Work to be completed
Having found the line containing "Target: baseboard" in the data below, reproduce that line and each one after it to the end, exactly, and include nothing else.

Stored items
##############################

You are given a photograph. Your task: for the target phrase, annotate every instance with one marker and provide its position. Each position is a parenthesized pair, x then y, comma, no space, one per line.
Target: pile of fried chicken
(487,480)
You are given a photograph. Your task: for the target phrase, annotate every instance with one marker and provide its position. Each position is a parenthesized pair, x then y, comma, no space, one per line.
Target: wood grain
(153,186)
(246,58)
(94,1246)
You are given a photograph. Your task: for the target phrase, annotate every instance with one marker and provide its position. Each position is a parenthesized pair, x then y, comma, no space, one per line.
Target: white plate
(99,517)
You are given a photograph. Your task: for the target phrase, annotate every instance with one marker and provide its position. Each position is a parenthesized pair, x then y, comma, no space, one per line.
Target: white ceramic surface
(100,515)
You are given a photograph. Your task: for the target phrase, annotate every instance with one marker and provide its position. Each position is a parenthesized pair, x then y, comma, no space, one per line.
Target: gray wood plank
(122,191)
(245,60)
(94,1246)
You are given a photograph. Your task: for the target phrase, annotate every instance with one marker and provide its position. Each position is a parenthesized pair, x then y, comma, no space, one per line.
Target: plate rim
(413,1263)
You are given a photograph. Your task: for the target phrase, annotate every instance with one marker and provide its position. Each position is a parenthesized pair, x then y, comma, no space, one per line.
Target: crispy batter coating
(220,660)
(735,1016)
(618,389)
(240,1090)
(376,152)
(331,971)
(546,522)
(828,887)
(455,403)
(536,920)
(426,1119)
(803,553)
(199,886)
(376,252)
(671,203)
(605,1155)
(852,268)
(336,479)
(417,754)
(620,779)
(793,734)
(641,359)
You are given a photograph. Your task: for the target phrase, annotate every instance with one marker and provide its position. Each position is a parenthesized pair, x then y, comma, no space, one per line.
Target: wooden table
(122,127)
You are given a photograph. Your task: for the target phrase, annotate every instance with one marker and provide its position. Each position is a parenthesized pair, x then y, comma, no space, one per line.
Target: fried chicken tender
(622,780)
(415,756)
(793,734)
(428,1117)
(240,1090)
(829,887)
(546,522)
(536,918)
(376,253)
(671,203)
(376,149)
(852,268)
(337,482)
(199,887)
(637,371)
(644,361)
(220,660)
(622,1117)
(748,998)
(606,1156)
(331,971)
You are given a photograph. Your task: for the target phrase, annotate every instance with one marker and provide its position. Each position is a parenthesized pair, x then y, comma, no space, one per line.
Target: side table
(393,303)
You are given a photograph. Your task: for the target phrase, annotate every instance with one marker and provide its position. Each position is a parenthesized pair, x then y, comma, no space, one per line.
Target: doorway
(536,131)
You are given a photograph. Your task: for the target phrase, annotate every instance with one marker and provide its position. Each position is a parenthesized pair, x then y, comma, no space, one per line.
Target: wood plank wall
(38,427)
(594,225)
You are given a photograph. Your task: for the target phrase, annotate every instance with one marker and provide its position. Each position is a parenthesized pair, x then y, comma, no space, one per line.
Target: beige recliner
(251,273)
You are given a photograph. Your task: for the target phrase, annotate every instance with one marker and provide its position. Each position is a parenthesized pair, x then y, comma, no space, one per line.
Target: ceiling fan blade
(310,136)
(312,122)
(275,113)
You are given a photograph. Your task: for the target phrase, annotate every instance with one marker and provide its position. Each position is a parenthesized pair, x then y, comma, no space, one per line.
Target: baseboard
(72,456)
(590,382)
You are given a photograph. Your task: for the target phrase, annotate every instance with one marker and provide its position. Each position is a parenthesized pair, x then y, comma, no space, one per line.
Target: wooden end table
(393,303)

##############################

Your solution
Target: baseboard
(72,456)
(590,382)
You are given a photograph. Your task: for the target phrase, annotate every instance with one marker and provide its position. Each position is a parenthesized pair, x then y, comma, no space, one per line.
Target: wooden end table
(393,303)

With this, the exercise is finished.